One number is the whole answer: the tally of lines in the records that include the word "earth".
### RECORDS ###
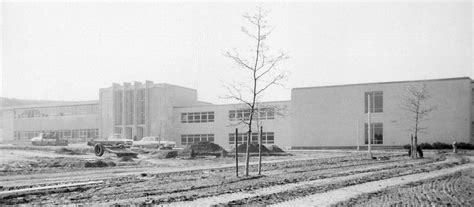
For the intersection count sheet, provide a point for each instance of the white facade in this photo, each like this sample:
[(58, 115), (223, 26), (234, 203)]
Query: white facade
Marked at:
[(222, 125), (315, 117), (335, 115)]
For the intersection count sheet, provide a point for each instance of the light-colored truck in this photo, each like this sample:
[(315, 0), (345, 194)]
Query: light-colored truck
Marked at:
[(115, 143)]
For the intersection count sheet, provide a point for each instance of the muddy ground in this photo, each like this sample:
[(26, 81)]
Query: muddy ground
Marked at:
[(207, 180)]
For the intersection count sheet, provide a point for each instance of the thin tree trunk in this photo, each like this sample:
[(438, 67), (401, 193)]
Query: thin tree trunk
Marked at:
[(236, 154), (369, 131), (260, 152)]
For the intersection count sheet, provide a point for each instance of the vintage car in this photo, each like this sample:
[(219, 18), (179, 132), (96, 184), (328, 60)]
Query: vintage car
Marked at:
[(48, 139), (115, 143), (154, 142)]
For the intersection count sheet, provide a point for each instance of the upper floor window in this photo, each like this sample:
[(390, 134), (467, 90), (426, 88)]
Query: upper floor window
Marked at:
[(472, 96), (56, 111), (376, 101), (197, 117), (267, 138), (244, 114), (188, 139)]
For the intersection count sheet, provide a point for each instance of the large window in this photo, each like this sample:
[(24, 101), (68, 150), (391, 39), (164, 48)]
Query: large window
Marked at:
[(376, 101), (56, 111), (472, 96), (62, 134), (267, 138), (472, 129), (187, 139), (376, 133), (197, 117), (244, 114)]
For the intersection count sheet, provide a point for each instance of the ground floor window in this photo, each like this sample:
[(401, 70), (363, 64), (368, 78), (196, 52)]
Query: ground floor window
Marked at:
[(472, 127), (61, 134), (376, 133), (188, 139), (267, 138)]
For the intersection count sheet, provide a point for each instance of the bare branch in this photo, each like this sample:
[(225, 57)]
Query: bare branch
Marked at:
[(237, 59)]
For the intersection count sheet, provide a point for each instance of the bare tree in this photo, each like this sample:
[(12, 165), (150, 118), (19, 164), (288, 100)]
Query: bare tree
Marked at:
[(414, 103), (261, 66)]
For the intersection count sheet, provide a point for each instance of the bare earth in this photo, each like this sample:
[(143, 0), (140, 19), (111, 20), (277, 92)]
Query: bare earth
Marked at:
[(300, 180)]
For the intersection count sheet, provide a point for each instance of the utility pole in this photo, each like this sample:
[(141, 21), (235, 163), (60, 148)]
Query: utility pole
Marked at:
[(260, 151), (369, 137), (358, 135), (236, 153)]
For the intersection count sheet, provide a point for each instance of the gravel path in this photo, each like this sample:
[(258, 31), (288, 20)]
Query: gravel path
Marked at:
[(451, 190), (342, 194), (356, 174)]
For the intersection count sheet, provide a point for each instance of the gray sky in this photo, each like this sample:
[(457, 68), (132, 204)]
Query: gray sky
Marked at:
[(67, 51)]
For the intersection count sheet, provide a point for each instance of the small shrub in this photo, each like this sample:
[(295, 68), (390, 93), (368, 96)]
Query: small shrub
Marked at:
[(440, 145), (462, 145), (426, 145)]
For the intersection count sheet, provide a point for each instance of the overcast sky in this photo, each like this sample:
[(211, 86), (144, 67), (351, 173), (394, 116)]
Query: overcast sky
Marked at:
[(67, 51)]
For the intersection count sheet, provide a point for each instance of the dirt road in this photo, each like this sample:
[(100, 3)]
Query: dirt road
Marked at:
[(209, 181)]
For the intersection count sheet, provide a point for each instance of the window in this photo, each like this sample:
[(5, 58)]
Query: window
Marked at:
[(188, 139), (376, 101), (267, 138), (197, 117), (376, 133), (472, 96), (244, 114), (472, 129)]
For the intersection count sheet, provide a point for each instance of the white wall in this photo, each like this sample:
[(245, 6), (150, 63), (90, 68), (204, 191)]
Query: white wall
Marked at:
[(222, 126), (332, 116)]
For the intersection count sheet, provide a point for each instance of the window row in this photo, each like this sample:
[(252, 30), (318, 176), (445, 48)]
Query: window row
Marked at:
[(61, 134), (376, 101), (244, 114), (197, 117), (188, 139), (376, 133), (267, 138), (56, 111)]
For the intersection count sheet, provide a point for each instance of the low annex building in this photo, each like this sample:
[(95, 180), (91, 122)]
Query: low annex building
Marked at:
[(315, 117)]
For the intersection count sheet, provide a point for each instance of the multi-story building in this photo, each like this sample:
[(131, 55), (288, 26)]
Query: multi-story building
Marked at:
[(75, 121), (336, 116), (315, 117)]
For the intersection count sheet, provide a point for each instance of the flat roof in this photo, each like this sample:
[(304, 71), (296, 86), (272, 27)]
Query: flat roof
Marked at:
[(389, 82), (75, 103), (217, 105)]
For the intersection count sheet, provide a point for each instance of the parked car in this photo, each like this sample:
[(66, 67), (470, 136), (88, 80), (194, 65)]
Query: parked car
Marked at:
[(114, 140), (154, 142), (48, 139), (115, 143)]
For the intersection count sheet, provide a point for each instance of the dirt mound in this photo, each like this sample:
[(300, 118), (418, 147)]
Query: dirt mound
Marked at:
[(275, 149), (126, 159), (205, 147), (67, 151), (252, 148), (99, 163)]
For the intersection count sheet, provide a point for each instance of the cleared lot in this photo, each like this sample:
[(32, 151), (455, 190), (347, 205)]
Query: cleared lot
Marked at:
[(200, 181)]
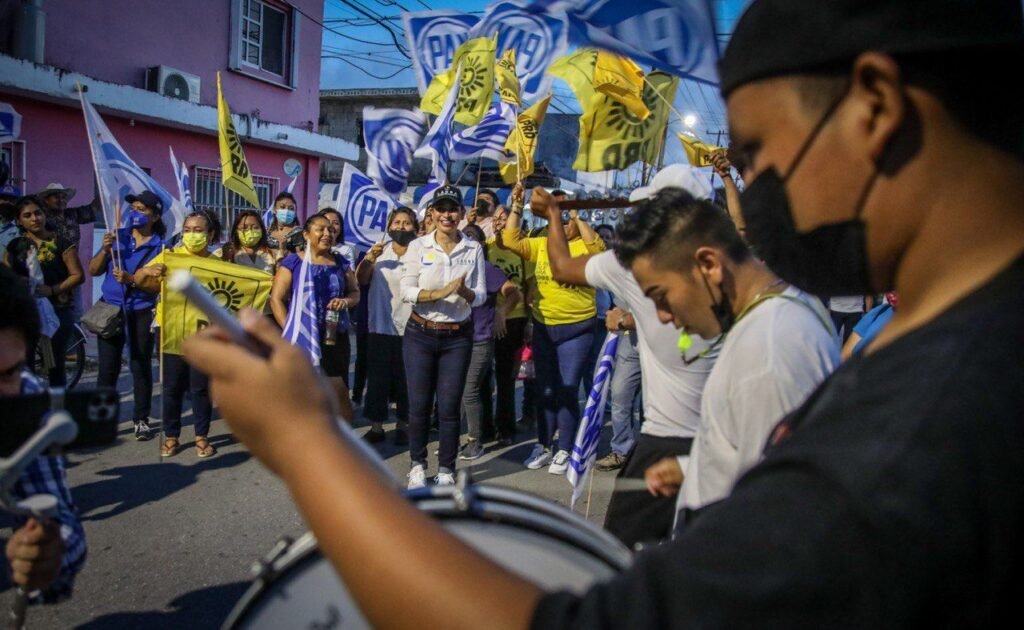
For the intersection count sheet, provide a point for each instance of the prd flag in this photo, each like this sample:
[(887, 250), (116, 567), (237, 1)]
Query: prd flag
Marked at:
[(612, 138), (232, 285), (232, 159), (523, 142), (697, 153), (476, 58), (508, 82), (621, 79)]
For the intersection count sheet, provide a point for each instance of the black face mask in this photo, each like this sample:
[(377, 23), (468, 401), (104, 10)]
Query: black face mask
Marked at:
[(402, 237), (828, 260)]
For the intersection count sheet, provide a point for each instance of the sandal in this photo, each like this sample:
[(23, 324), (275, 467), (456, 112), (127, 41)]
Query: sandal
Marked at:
[(169, 448), (203, 447)]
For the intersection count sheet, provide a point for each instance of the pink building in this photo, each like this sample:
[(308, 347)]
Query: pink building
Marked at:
[(151, 71)]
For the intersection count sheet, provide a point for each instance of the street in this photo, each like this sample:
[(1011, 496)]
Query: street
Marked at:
[(172, 542)]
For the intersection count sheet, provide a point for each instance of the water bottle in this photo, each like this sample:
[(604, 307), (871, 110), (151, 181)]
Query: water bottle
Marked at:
[(331, 329)]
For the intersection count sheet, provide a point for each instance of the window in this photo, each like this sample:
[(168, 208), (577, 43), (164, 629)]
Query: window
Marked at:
[(209, 195), (263, 45)]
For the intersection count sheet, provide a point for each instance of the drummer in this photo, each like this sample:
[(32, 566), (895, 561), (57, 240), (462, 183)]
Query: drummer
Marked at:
[(889, 499)]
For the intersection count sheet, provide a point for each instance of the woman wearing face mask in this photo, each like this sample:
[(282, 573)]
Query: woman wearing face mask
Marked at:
[(387, 315), (248, 244), (57, 259), (334, 291), (178, 377), (123, 254), (285, 224), (563, 331)]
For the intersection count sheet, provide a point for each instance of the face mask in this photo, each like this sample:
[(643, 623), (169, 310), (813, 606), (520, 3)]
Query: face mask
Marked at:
[(137, 219), (402, 237), (285, 216), (195, 241), (828, 260), (249, 238)]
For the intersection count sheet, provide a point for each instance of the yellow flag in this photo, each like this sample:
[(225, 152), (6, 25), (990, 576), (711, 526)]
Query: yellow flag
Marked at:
[(508, 81), (697, 153), (232, 159), (621, 79), (232, 285), (477, 87), (522, 141), (611, 137)]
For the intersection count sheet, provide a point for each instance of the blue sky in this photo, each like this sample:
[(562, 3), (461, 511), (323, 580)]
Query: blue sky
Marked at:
[(360, 52)]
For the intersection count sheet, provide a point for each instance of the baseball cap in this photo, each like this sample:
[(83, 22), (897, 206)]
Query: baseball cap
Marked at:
[(446, 193), (147, 199), (784, 37)]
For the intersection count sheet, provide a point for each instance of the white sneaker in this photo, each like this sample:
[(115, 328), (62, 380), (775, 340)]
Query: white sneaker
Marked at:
[(417, 477), (539, 457), (560, 463)]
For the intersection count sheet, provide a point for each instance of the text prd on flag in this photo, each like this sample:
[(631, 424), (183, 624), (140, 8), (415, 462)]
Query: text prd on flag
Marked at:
[(232, 159), (235, 286)]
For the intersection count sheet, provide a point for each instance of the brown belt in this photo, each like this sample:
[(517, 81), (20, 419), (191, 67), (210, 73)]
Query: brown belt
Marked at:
[(444, 326)]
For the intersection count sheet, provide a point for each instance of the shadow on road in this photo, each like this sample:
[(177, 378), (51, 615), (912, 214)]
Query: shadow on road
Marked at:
[(131, 487), (201, 609)]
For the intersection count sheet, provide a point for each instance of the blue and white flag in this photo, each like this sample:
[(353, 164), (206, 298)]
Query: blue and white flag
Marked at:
[(589, 433), (433, 38), (538, 39), (364, 207), (391, 136), (486, 138), (301, 328), (437, 143), (677, 36), (118, 175), (10, 123)]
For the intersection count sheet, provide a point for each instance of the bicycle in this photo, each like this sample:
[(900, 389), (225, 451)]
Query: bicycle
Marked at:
[(74, 358)]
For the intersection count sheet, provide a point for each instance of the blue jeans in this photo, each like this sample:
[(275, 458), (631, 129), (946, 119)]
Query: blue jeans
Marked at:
[(560, 355), (625, 392), (435, 364)]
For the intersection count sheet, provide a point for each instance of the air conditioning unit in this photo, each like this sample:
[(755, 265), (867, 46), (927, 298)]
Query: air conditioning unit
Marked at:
[(173, 83)]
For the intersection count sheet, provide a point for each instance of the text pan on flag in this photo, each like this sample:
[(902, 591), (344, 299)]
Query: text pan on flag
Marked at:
[(118, 175), (433, 37), (235, 286), (365, 208), (391, 136), (677, 36), (232, 159)]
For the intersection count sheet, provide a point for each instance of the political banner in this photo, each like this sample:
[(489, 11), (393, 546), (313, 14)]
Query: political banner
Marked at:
[(391, 136), (118, 175), (677, 36), (365, 208), (235, 286), (537, 38), (433, 37)]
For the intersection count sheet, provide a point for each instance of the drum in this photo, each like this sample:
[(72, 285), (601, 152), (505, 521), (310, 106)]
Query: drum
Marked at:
[(296, 587)]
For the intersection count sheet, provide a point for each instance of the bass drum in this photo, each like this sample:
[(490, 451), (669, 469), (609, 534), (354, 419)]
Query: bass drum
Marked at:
[(296, 587)]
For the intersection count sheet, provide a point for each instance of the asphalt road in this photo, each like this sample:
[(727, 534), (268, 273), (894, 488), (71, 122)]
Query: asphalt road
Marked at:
[(172, 542)]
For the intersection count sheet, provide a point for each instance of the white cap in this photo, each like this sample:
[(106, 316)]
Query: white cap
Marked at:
[(676, 176)]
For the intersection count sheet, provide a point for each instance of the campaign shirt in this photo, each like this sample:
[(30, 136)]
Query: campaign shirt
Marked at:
[(889, 499), (672, 389), (388, 313)]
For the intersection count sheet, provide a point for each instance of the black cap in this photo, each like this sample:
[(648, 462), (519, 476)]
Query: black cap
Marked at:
[(446, 193), (147, 199), (783, 37)]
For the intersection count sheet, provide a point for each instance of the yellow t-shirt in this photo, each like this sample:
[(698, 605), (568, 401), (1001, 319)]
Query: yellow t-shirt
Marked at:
[(514, 268)]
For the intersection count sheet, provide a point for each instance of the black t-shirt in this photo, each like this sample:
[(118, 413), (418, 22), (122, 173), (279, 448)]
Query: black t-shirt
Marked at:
[(896, 501)]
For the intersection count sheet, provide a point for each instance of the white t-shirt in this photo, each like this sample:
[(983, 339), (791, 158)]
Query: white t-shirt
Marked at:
[(387, 312), (672, 390), (771, 361)]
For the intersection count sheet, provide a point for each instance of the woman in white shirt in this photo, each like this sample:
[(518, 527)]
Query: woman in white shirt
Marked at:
[(381, 269), (443, 280)]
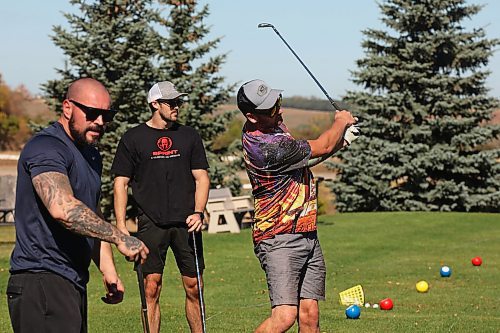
###
- [ANSWER BOX] 2